- [WHAT IS ASKED]
Update the rows starting at the line that contains "Would you mind indicating the eyebrow" and ending at the last row: write them out again with "Kindly" replaced by "Please" and everything else unchanged.

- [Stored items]
* * * * *

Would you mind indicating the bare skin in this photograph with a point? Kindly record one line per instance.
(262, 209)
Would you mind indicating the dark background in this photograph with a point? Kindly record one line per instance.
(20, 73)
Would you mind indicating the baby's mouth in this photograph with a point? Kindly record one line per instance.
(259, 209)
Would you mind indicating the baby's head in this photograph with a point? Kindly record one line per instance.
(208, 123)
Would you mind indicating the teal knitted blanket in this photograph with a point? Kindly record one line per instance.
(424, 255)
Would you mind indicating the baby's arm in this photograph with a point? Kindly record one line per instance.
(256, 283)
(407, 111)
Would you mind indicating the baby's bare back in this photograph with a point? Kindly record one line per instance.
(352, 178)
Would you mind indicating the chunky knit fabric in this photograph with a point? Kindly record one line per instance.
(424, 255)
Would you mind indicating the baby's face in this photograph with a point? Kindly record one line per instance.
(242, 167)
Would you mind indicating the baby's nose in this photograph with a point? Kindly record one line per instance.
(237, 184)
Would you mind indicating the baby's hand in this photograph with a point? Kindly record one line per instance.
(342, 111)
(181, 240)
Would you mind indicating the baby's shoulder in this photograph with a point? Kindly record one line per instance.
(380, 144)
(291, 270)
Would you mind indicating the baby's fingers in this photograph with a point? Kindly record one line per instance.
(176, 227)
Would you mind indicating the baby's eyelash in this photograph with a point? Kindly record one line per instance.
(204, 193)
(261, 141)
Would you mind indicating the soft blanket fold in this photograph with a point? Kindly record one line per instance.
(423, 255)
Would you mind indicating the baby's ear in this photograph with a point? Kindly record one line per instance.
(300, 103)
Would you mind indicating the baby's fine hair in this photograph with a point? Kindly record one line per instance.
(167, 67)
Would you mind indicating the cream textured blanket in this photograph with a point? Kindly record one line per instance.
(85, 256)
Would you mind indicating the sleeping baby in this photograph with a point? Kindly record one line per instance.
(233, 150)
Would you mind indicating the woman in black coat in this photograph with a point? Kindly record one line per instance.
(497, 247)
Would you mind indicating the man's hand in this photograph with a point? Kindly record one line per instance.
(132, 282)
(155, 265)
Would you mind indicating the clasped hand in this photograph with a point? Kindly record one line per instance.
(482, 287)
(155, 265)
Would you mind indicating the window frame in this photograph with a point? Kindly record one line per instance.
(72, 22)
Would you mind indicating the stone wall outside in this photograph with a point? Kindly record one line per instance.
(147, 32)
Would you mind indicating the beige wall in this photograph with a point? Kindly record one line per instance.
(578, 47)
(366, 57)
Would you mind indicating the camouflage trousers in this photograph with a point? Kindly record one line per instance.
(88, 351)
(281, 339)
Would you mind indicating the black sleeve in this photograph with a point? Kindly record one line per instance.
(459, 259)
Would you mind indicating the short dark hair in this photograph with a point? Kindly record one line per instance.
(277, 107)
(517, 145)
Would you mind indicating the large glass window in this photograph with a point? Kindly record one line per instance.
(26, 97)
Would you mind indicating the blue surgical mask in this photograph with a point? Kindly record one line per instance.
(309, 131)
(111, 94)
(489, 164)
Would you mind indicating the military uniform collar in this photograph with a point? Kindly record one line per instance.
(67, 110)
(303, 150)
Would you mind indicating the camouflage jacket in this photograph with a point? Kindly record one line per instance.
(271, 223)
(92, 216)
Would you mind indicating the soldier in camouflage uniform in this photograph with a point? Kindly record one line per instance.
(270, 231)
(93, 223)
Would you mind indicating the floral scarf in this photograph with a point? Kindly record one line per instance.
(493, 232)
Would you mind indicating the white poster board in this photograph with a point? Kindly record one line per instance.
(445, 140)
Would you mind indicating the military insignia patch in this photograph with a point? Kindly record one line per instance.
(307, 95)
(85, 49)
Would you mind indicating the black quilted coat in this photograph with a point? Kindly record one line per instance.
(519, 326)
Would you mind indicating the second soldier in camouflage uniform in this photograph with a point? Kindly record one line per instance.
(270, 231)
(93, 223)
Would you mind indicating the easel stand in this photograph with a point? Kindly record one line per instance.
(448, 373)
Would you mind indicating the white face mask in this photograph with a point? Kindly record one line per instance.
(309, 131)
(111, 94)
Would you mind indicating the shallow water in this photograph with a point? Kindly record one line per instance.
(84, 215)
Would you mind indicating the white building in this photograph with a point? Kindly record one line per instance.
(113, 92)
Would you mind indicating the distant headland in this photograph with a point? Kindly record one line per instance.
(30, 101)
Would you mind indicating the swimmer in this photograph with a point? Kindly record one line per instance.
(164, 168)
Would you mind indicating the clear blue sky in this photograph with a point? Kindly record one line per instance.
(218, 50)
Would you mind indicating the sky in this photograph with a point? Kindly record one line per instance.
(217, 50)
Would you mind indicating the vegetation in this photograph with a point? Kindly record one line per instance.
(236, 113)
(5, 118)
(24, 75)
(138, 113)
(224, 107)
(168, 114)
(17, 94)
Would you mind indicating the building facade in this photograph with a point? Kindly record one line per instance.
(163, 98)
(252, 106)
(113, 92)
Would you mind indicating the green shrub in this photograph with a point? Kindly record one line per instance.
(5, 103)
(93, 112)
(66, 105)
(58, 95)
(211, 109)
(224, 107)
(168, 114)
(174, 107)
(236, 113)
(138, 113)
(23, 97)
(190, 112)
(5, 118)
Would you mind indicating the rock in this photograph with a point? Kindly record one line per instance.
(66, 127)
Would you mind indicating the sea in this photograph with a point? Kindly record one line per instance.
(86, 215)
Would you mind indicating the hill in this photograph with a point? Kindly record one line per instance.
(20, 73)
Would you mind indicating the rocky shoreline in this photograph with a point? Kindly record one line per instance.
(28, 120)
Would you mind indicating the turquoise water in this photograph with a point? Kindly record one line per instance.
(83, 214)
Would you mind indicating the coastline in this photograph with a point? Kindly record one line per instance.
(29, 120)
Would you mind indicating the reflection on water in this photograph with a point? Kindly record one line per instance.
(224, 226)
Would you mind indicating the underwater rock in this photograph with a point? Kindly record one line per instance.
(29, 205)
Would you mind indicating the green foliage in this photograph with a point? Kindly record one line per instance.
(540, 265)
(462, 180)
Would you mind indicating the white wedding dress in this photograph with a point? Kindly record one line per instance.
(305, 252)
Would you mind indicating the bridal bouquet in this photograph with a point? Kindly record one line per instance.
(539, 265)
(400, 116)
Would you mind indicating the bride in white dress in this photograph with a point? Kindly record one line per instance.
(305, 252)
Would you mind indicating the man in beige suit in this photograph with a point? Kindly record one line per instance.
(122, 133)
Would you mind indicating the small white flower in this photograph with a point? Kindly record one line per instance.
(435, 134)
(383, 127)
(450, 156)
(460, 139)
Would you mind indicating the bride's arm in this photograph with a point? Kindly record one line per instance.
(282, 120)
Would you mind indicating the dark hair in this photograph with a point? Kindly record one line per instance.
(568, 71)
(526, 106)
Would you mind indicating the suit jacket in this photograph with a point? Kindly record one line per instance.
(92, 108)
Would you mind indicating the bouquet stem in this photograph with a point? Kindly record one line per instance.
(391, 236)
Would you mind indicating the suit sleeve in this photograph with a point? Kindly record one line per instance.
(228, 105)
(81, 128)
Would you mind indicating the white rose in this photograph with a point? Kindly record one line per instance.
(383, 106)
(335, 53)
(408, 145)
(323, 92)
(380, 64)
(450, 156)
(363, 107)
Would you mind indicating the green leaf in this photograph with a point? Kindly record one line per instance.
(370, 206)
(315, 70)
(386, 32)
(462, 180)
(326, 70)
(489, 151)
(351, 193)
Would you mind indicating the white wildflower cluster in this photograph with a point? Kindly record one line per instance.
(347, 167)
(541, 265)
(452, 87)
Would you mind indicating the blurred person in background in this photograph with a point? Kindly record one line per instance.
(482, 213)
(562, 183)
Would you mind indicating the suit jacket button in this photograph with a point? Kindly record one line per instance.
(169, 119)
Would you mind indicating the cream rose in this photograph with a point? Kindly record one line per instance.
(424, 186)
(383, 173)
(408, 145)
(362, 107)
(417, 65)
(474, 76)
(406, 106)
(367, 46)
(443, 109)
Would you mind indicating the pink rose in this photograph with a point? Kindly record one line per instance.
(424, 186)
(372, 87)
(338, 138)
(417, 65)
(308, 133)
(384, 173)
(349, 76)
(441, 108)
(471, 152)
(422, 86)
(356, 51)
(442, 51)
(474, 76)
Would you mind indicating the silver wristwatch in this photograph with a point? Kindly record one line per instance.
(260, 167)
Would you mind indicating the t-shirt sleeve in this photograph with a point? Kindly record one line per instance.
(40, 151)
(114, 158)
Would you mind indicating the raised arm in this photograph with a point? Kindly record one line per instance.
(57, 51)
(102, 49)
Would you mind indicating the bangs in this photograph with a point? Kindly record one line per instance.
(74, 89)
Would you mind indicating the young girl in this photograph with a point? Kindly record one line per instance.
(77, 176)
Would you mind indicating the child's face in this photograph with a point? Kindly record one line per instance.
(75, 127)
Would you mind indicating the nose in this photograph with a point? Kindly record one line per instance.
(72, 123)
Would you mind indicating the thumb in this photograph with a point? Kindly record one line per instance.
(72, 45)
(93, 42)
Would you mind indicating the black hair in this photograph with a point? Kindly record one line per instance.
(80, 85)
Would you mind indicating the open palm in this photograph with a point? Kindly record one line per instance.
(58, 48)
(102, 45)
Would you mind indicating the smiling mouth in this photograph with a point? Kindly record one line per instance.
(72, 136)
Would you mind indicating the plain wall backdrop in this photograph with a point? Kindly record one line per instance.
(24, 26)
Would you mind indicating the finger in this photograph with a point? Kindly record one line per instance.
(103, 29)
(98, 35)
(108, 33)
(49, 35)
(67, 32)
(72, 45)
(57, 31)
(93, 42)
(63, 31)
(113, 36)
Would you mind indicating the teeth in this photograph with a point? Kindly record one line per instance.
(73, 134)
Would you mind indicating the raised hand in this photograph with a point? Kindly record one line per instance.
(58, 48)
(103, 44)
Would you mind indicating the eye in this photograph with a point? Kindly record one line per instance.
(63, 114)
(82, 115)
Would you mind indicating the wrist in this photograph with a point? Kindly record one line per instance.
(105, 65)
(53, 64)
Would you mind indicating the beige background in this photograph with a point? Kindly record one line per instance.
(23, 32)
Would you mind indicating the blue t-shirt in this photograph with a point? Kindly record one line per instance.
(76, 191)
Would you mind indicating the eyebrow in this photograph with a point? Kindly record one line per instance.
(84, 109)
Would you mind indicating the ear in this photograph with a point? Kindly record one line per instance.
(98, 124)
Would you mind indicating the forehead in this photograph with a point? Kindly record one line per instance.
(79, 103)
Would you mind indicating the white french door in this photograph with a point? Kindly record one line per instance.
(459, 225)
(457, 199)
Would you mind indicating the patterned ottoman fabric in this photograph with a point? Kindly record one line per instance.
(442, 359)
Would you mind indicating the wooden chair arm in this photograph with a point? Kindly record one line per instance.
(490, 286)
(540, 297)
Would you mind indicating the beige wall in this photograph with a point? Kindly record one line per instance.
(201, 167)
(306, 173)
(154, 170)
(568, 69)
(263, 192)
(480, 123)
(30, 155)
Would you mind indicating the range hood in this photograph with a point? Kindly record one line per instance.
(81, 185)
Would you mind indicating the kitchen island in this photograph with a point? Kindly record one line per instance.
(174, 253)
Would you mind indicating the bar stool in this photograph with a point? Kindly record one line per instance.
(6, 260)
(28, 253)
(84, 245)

* * * * *

- [SOLUTION TO THIS PROBLEM]
Would you mind indicating the eyebrow in this photograph with a point? Please record one line per instance.
(84, 109)
Would you mind indicating the ear in this photograph with a point? Please record one line per instance.
(98, 124)
Would you mind indicating the forehead in this photograph with a point? Please record one line per instance.
(79, 103)
Would you mind indicating the white french door in this photograph with a point? Please record one line per instance.
(459, 225)
(457, 199)
Would you mind indicating the patterned ottoman fabric in this photograph with a point? Please record one line per instance.
(442, 359)
Would you mind indicating the wooden chair arm in this photograph with a point? Please record one line per instance.
(490, 286)
(540, 297)
Would you mind indicating the beige wall in this photograph with a point? Please record one line per instance.
(201, 167)
(306, 173)
(154, 170)
(568, 69)
(263, 192)
(480, 123)
(30, 155)
Would you mind indicating the range hood in this photograph with a point? Please record one line per instance.
(81, 185)
Would you mind indicating the kitchen island in this photograph with a point? Please record one line per instance.
(174, 253)
Would you mind indicating the bar stool in this photograph with a point? Please record one line per instance.
(6, 260)
(28, 253)
(84, 245)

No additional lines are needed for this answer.